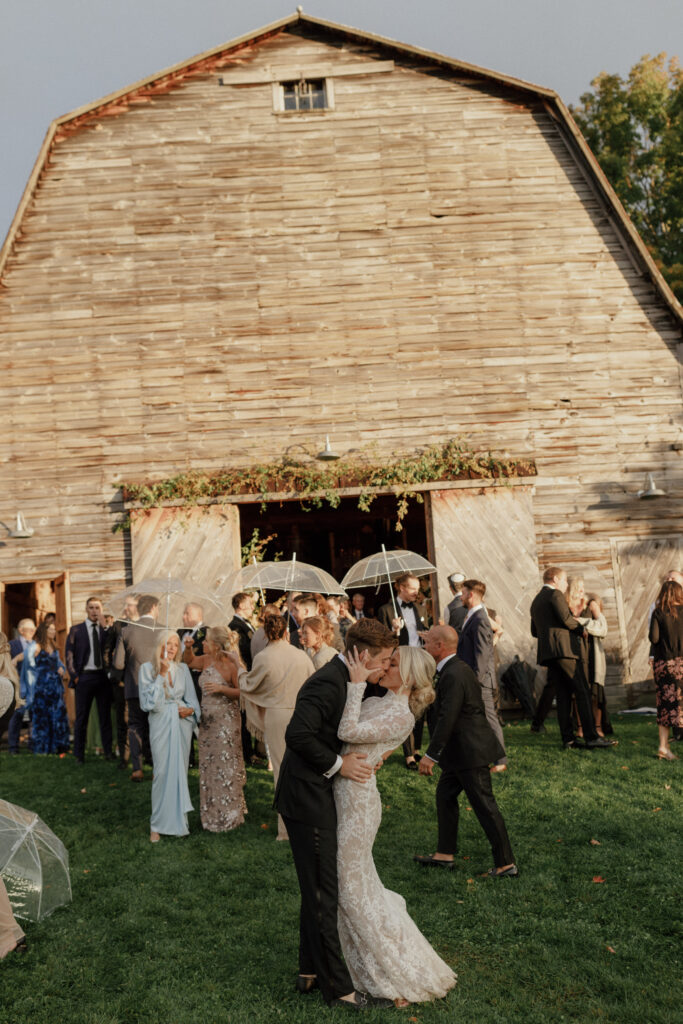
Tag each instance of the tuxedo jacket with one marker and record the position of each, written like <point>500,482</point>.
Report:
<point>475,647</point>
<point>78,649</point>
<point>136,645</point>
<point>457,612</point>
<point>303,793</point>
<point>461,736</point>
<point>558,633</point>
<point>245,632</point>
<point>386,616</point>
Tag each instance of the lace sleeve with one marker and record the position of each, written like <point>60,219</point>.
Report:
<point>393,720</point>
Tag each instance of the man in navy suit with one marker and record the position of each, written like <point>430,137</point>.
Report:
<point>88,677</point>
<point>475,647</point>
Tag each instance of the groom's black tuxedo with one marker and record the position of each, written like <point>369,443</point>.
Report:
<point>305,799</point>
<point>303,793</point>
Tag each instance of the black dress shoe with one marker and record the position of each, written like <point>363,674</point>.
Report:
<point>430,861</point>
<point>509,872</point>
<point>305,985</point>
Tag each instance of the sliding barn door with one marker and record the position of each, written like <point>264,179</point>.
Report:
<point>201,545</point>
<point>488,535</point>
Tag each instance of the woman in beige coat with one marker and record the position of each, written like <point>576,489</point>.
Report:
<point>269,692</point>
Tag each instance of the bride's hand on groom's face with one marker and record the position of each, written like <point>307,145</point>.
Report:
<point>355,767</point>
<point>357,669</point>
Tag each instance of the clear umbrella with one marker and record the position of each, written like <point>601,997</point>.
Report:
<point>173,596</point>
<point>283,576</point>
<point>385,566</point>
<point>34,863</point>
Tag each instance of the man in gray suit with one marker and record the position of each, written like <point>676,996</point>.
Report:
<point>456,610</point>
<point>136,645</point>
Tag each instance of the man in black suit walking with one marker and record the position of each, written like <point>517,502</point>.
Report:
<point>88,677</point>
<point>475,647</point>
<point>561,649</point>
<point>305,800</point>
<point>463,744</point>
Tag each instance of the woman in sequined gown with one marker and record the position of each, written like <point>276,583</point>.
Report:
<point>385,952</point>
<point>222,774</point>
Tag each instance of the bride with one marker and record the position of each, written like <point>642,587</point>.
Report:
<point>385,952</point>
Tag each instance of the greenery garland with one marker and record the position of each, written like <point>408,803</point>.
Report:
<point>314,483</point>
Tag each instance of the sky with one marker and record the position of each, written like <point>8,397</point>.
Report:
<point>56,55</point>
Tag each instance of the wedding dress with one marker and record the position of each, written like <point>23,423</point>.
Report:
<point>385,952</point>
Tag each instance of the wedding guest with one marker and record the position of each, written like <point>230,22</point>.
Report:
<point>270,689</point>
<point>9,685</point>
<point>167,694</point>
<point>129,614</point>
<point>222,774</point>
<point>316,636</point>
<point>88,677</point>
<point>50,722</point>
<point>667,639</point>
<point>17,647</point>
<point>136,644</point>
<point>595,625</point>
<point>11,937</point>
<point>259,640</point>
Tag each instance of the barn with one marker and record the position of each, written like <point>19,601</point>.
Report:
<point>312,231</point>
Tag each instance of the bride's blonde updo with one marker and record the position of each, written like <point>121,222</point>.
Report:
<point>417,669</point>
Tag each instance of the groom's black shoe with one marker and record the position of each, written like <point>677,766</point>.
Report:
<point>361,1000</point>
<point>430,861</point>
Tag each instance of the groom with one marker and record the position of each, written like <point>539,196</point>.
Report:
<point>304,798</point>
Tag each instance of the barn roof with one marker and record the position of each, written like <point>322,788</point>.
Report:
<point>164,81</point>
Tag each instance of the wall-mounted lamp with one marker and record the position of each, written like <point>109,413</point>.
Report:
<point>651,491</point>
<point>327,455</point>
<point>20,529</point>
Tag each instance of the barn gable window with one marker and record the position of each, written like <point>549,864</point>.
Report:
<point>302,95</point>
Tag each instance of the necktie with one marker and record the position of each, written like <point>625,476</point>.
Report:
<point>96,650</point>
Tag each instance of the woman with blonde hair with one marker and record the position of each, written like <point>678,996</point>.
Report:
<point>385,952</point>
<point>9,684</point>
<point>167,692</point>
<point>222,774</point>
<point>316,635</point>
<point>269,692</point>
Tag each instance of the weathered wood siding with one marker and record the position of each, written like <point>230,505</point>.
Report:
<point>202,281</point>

*Stated problem*
Reproduce all of the records above verbatim, leaving out the pictures.

*Response to the exercise*
Tag each instance of the tuxedo jacket with one marker and record the position of each, written like <point>500,482</point>.
Report:
<point>475,647</point>
<point>78,649</point>
<point>136,645</point>
<point>457,612</point>
<point>303,793</point>
<point>461,736</point>
<point>558,633</point>
<point>245,632</point>
<point>386,616</point>
Tag each instance of the lace sleeve with one marker and record the position of each, written like <point>60,219</point>.
Report:
<point>393,720</point>
Tag each instance of the man in navy suit with one marker and record the position of each, written like <point>430,137</point>.
Report:
<point>88,677</point>
<point>475,647</point>
Tag each instance of the groom's black tuxedo with one marker and record the position of each, written like <point>369,443</point>.
Report:
<point>305,799</point>
<point>303,793</point>
Tag each instance of the black dress shoe with one marker and record the position of each, written like <point>363,674</point>.
Report:
<point>430,861</point>
<point>509,872</point>
<point>305,985</point>
Tag each instance of the sliding barn door with one marker and record the position of each, written like <point>264,179</point>.
Report:
<point>201,545</point>
<point>488,535</point>
Tag each instance of the woman in beige coat with one marker and record the position of each, written like <point>576,489</point>.
Report:
<point>269,692</point>
Tag each instance of the bride's hand on groom's face with one marker and record the position of each, written like <point>307,145</point>.
Report:
<point>355,767</point>
<point>357,669</point>
Tag each instance of the clear umbrella with one marker and record the position of each, written like <point>601,997</point>.
Report:
<point>173,596</point>
<point>283,576</point>
<point>385,566</point>
<point>34,863</point>
Tag each instance of the man in gray suit with one marker and record the position of each, written like <point>676,996</point>.
Report:
<point>456,610</point>
<point>136,645</point>
Tag each instance of the man in black suit walking with one marker and record the position of each, written like <point>517,502</point>.
Report:
<point>88,677</point>
<point>475,647</point>
<point>561,649</point>
<point>305,800</point>
<point>463,744</point>
Tag each instance of the woman in sequined gown with one marker and record the position of each, written like <point>276,583</point>.
Report:
<point>385,952</point>
<point>222,774</point>
Tag each instance of the bride with one marker and record the position of each, written like <point>642,587</point>.
Report:
<point>385,952</point>
Tag each instance of the greenery garland with one marker and record the position of each, written like <point>408,803</point>.
Report:
<point>314,483</point>
Tag each instance of the sky with one marker and record the position of each, written like <point>8,397</point>.
Report:
<point>56,55</point>
Tag each instance of the wedding dress with one marker and record the position of each, written like <point>23,423</point>.
Report:
<point>385,952</point>
Tag each instance of the wedding guest with one marker and record the position of each, written like <point>230,22</point>.
Report:
<point>270,689</point>
<point>9,685</point>
<point>167,694</point>
<point>129,614</point>
<point>222,774</point>
<point>316,636</point>
<point>88,677</point>
<point>50,722</point>
<point>667,639</point>
<point>17,647</point>
<point>136,644</point>
<point>595,625</point>
<point>11,937</point>
<point>259,640</point>
Tag each instance of the barn with one marker and record the position of each, written like <point>19,601</point>.
Report:
<point>312,231</point>
Tag each instance of the bride's blonde updo with one marker and record the position of each, written like <point>121,222</point>.
Report:
<point>417,669</point>
Tag each instance of the groom's black shoe with one marker and record the position of each, written like <point>677,766</point>.
Report:
<point>361,1000</point>
<point>430,861</point>
Tag each instance of the groom with one marker and record the position of each, written like <point>539,196</point>.
Report:
<point>304,798</point>
Tag each instance of the barn roof with one marker and record the position of each, written like <point>322,788</point>.
Report:
<point>164,81</point>
Tag each instance of the wall-mounted lamp with one marker and record the position of each, written like <point>109,413</point>.
Report:
<point>651,491</point>
<point>327,455</point>
<point>20,529</point>
Tag each instance of the barn gable window with one marker and record the position of each, written like <point>549,864</point>.
Report:
<point>302,95</point>
Tag each instance of the necktie with one marker and record the position of each, written like <point>625,476</point>.
Report:
<point>96,650</point>
Tag each instance of the woman with blonde hair with one marker and record the position of each, written like <point>678,996</point>.
Report:
<point>385,952</point>
<point>9,684</point>
<point>167,692</point>
<point>222,774</point>
<point>316,635</point>
<point>269,692</point>
Tag each instance of the weathered wood siding with one marker and record the position of each, written like <point>230,505</point>.
Report:
<point>202,281</point>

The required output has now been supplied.